:: EXTRACTED TEXT ::
▬▬▬

There's an interface to wxWindows called wxPython. wxWindows is a portable GUI class library written in C++. It supports GTK, Motif, MS-Windows and Mac as targets. Ports to other platforms are being contemplated or have already had some work done on them. wxWindows preserves the look and feel of the underlying graphics toolkit, and there is quite a rich widget set and collection of GDI classes. See the wxWindows page at http://www.wxwindows.org// for more details. wxPython is a python extension module that wraps many of the wxWindows C++ classes, and is quickly gaining popularity amongst Python developers. You can get wxPython as part of the source or CVS distribution of wxWindows, or directly from its home page at http://alldunn.com/wxPython/.

COM has become a crucial part of the software infrastructure in the Windows 95 and Windows NT environments. But there are still plenty of uncertainties about the future. Will Microsoft succeed, for example, in making COM a viable multiplatform technology? Fitting Windows NT servers into existing enterprises will all but require that DCOM and other distributed services be available on non-Microsoft platforms.

▬▬▬

:: TASK 1 ::
Select every line of the records that contains the string "woman", matching case exactly.

▬▬▬

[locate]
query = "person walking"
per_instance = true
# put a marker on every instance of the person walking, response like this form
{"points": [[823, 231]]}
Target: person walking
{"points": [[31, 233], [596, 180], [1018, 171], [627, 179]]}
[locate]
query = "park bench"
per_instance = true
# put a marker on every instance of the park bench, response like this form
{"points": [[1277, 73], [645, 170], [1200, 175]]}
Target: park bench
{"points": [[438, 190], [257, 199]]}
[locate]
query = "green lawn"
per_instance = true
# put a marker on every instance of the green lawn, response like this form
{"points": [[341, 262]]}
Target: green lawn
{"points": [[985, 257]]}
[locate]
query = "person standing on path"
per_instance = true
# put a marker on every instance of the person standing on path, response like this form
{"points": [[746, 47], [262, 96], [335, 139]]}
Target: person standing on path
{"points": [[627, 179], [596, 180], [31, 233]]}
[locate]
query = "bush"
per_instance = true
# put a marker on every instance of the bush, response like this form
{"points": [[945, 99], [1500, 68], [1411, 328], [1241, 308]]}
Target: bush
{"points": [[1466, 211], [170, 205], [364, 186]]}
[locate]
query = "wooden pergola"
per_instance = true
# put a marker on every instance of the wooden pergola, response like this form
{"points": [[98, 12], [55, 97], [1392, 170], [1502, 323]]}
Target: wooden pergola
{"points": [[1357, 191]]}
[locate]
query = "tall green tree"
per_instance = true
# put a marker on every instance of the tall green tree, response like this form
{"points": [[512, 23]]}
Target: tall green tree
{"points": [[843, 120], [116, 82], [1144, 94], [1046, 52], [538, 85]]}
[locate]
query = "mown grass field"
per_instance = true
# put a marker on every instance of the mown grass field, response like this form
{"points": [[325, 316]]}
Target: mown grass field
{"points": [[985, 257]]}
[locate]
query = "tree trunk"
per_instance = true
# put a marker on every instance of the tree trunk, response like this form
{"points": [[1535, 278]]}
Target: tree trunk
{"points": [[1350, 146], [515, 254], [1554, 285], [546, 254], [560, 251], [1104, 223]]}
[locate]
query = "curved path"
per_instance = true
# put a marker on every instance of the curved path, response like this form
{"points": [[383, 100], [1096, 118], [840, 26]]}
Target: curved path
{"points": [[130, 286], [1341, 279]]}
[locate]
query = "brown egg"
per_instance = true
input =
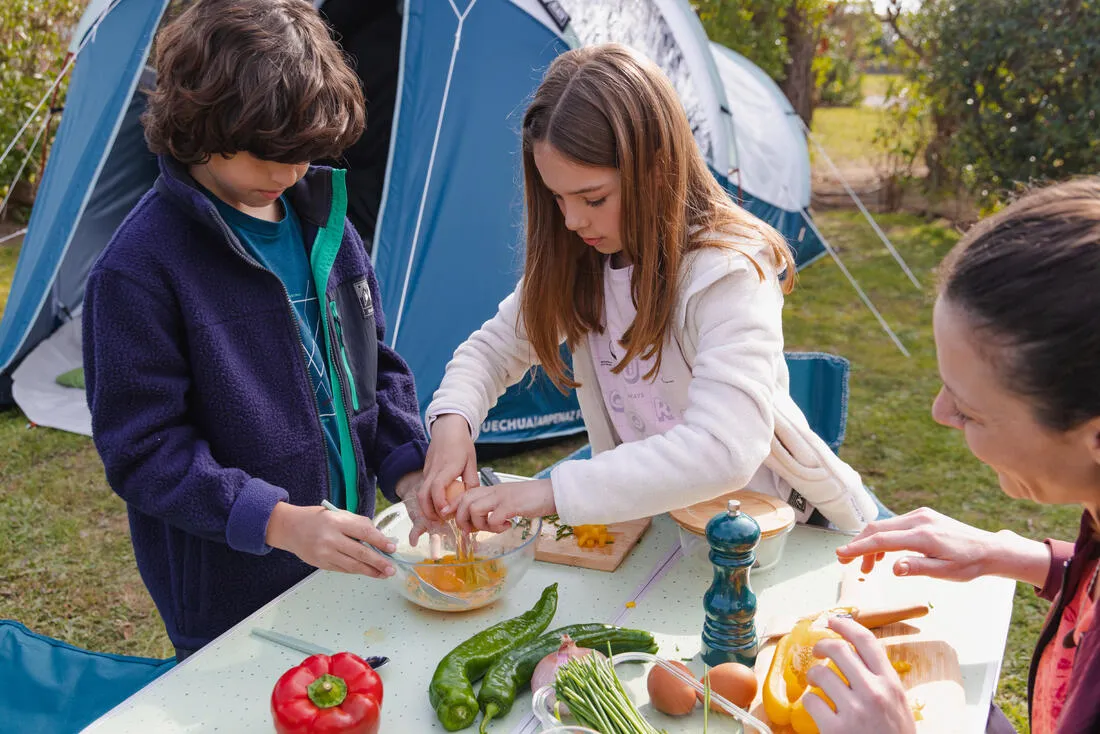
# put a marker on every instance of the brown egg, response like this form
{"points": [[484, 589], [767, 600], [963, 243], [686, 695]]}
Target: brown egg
{"points": [[669, 693], [733, 681]]}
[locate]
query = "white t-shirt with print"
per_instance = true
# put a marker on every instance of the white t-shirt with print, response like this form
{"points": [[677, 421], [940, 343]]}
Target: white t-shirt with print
{"points": [[640, 407]]}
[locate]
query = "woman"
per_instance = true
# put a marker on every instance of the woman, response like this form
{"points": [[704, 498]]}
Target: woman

▬▬▬

:: TASK 2 ::
Pick up the passage on wxPython and COM and continue it from its last sentence.

:: TASK RESPONSE 1 ::
query = "woman"
# put a marker on every instance of the woman, response like this form
Target: woman

:: TASK RESPONSE 2 ::
The process has taken longer than expected, and while many organizations have made promises in this area, not much code is actually shipping. Meanwhile, both CORBA-based products and Java's RMI are successfully running in multi-OS environments today. The more time passes before multiplatform DCOM becomes a reality, the larger CORBA and RMI's lead will become.

Using Python as an Integration Language

Python is in use at many places as an integration language, used to glue together ("steer") existing components. The strategy here is to create Python extension modules (written in C/C++) that make the functionality of large components written in C/C++ available to the Python programmer. The extension ("glue") modules are required because Python cannot call C/C++ functions directly; the glue extensions handle conversion between Python data types and C/C++ data types and error checking, translation error return values into Python exception.

Using Python, better applications can be developed because different kinds of programmers can work together on a project. For example, when building a scientific application, C/C++ programmers can implement efficient numerical algorithms, while scientists on the same project can write Python programs that test and use those algorithms. The scientist doesn't have to learn a low-level programming language, and the C/C++ programmer doesn't need to understand the science involved.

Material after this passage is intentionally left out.